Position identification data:

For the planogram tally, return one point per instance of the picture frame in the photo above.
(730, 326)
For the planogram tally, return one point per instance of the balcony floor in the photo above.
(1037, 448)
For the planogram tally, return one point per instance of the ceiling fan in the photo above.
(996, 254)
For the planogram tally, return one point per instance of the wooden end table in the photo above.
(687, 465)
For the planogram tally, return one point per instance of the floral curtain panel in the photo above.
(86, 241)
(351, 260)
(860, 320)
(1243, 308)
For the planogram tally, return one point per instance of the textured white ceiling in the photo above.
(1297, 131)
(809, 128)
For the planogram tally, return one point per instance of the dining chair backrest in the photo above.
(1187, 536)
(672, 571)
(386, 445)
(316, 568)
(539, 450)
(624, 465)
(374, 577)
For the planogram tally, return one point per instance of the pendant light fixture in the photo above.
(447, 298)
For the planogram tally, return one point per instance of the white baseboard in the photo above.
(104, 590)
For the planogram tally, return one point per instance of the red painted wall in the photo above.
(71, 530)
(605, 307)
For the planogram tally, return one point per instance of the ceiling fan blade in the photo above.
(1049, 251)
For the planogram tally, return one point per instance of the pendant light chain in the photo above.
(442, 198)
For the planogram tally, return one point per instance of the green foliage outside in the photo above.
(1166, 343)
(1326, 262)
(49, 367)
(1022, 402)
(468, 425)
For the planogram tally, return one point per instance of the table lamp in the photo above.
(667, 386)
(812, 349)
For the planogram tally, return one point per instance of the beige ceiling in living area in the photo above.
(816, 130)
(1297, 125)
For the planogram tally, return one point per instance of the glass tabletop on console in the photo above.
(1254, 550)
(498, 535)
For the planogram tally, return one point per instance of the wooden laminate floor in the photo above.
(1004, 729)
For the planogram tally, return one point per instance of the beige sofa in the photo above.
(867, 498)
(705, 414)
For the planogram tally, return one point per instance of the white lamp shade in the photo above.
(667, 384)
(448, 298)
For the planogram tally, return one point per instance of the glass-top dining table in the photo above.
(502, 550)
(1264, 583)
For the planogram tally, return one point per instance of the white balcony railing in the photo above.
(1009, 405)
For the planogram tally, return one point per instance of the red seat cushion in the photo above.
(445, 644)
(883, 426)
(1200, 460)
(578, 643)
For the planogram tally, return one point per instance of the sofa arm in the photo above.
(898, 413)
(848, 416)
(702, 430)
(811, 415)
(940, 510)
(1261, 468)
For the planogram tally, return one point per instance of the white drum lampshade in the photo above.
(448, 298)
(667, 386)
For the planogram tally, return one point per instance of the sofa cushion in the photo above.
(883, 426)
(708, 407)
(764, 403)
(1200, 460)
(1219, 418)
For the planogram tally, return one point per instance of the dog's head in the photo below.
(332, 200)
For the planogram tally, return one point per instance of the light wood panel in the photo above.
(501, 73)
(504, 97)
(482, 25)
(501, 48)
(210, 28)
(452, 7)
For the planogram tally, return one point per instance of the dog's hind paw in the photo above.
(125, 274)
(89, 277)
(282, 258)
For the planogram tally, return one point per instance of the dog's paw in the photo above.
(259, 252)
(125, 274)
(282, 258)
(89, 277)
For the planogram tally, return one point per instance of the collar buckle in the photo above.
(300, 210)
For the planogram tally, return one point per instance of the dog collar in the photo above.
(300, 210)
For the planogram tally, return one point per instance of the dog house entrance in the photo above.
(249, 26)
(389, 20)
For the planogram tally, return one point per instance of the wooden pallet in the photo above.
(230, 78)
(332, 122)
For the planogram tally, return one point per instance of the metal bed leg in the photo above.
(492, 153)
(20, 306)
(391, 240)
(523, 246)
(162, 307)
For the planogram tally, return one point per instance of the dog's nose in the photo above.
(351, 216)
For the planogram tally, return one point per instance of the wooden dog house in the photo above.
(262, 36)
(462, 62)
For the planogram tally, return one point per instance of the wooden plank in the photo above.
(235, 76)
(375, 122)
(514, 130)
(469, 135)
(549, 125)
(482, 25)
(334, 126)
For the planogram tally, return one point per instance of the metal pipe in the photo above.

WORK REQUIRED: Render all of the data above as a Markdown table with the columns Row and Line. Number each line in the Row column and omit any blank lines.

EXERCISE RESPONSE:
| Row | Line |
|---|---|
| 1 | For the planogram tally, return one point per instance of the picture frame in the photo above. |
| 2 | (730, 326) |
| 3 | For the planogram tally, return one point per instance of the balcony floor in the photo above. |
| 4 | (1037, 448) |
| 5 | For the planogram tally, return one point per instance of the ceiling fan in the photo above. |
| 6 | (996, 254) |
| 7 | For the planogram tally, return one point per instance of the wooden end table in the photo above. |
| 8 | (687, 465) |
| 9 | For the planogram tally, return one point per instance of the floral curtain panel in the photo above. |
| 10 | (86, 241) |
| 11 | (351, 260) |
| 12 | (860, 320) |
| 13 | (1243, 308) |
| 14 | For the planogram tally, return one point per instance of the textured white ceiling in the photo above. |
| 15 | (1297, 131) |
| 16 | (809, 128) |
| 17 | For the planogram tally, return one point per instance of the dining chair backrest in the photo above. |
| 18 | (1187, 536) |
| 19 | (672, 571) |
| 20 | (386, 445) |
| 21 | (316, 568) |
| 22 | (539, 450) |
| 23 | (624, 465) |
| 24 | (374, 577) |
| 25 | For the planogram tally, return one point per instance of the pendant light fixture in the photo above. |
| 26 | (447, 298) |
| 27 | For the planogram tally, return one point per instance of the white baseboard in the photo above. |
| 28 | (104, 590) |
| 29 | For the planogram tally, return one point per instance of the red painted wall in the photo above. |
| 30 | (71, 530) |
| 31 | (605, 307) |
| 32 | For the planogram tally, return one point per instance of the ceiling fan blade in the photo above. |
| 33 | (1049, 251) |
| 34 | For the planogram tally, return one point per instance of the pendant light chain in the photo above. |
| 35 | (442, 198) |
| 36 | For the planogram tally, return one point per instance of the green foliage outside in the photo above. |
| 37 | (1166, 343) |
| 38 | (1326, 262) |
| 39 | (49, 367) |
| 40 | (1022, 402) |
| 41 | (468, 425) |
| 42 | For the planogram tally, return one point per instance of the table lamp in the photo above. |
| 43 | (667, 386) |
| 44 | (812, 349) |
| 45 | For the planogram tally, return one point per instance of the beige ceiling in living area in the photo above. |
| 46 | (816, 130) |
| 47 | (1297, 125) |
| 48 | For the planogram tally, return one point per instance of the glass tabletop on console in the photo above. |
| 49 | (1254, 550) |
| 50 | (498, 535) |
| 51 | For the planogram tally, return one point per instance of the wooden laminate floor in the photo above. |
| 52 | (1004, 729) |
| 53 | For the planogram tally, return one point per instance of the beige sofa in the photo above. |
| 54 | (867, 498) |
| 55 | (705, 414) |
| 56 | For the planogram tally, return one point per instance of the white lamp shade in the photo above. |
| 57 | (667, 384) |
| 58 | (448, 298) |
| 59 | For the planogram tally, return one point per instance of the glass-top dining table in the photo above. |
| 60 | (502, 550) |
| 61 | (1264, 583) |
| 62 | For the planogram tally, return one point per instance of the white balcony railing in the photo above. |
| 63 | (1009, 405) |
| 64 | For the planogram tally, return one point per instance of the red seat cushion in the photo above. |
| 65 | (445, 644) |
| 66 | (883, 426) |
| 67 | (1200, 460) |
| 68 | (578, 643) |
| 69 | For the planogram tally, return one point per instance of the sofa arm in the photo above. |
| 70 | (898, 413) |
| 71 | (848, 416) |
| 72 | (702, 430) |
| 73 | (811, 415) |
| 74 | (940, 510) |
| 75 | (1261, 468) |
| 76 | For the planogram tally, return one point per instance of the white drum lampshade in the photo above. |
| 77 | (448, 298) |
| 78 | (667, 386) |
| 79 | For the planogram tally, return one point per instance of the sofa cushion in the photo above. |
| 80 | (883, 426) |
| 81 | (708, 407) |
| 82 | (764, 403) |
| 83 | (1200, 460) |
| 84 | (1219, 418) |
| 85 | For the planogram tally, return one point per instance of the dog's head in the photo below. |
| 86 | (332, 200) |
| 87 | For the planogram tally, return one point per instance of the light wood panel in the photo above. |
| 88 | (501, 73) |
| 89 | (504, 97) |
| 90 | (482, 25) |
| 91 | (501, 48) |
| 92 | (210, 28) |
| 93 | (452, 7) |
| 94 | For the planogram tally, return one point per instance of the dog's hind paw in the photo above. |
| 95 | (125, 274) |
| 96 | (89, 277) |
| 97 | (282, 258) |
| 98 | For the planogram tally, return one point per instance of the dog's paw in the photo above. |
| 99 | (259, 252) |
| 100 | (125, 274) |
| 101 | (282, 258) |
| 102 | (89, 277) |
| 103 | For the planogram tally, return one point per instance of the collar buckle in the photo above. |
| 104 | (300, 210) |
| 105 | For the planogram tally, return one point per instance of the dog collar in the photo above. |
| 106 | (300, 210) |
| 107 | For the planogram tally, return one point per instance of the dog house entrance in the photo above. |
| 108 | (249, 26) |
| 109 | (389, 20) |
| 110 | For the planogram tally, return one point per instance of the wooden pallet in the photo above. |
| 111 | (230, 78) |
| 112 | (332, 122) |
| 113 | For the planogram tally, return one point per instance of the metal bed leg in the photo above. |
| 114 | (492, 153) |
| 115 | (20, 306) |
| 116 | (391, 240) |
| 117 | (523, 246) |
| 118 | (162, 307) |
| 119 | For the planogram tally, return one point per instance of the dog's nose in the photo above. |
| 120 | (351, 216) |
| 121 | For the planogram tally, return one point per instance of the wooden dog house in the photo above. |
| 122 | (262, 36) |
| 123 | (462, 62) |
| 124 | For the planogram tally, return one point per instance of the wooden plank in the photo above. |
| 125 | (235, 76) |
| 126 | (375, 122) |
| 127 | (514, 130) |
| 128 | (469, 135) |
| 129 | (549, 125) |
| 130 | (482, 25) |
| 131 | (334, 126) |
| 132 | For the planogram tally, return one point per instance of the metal pipe in the photo above. |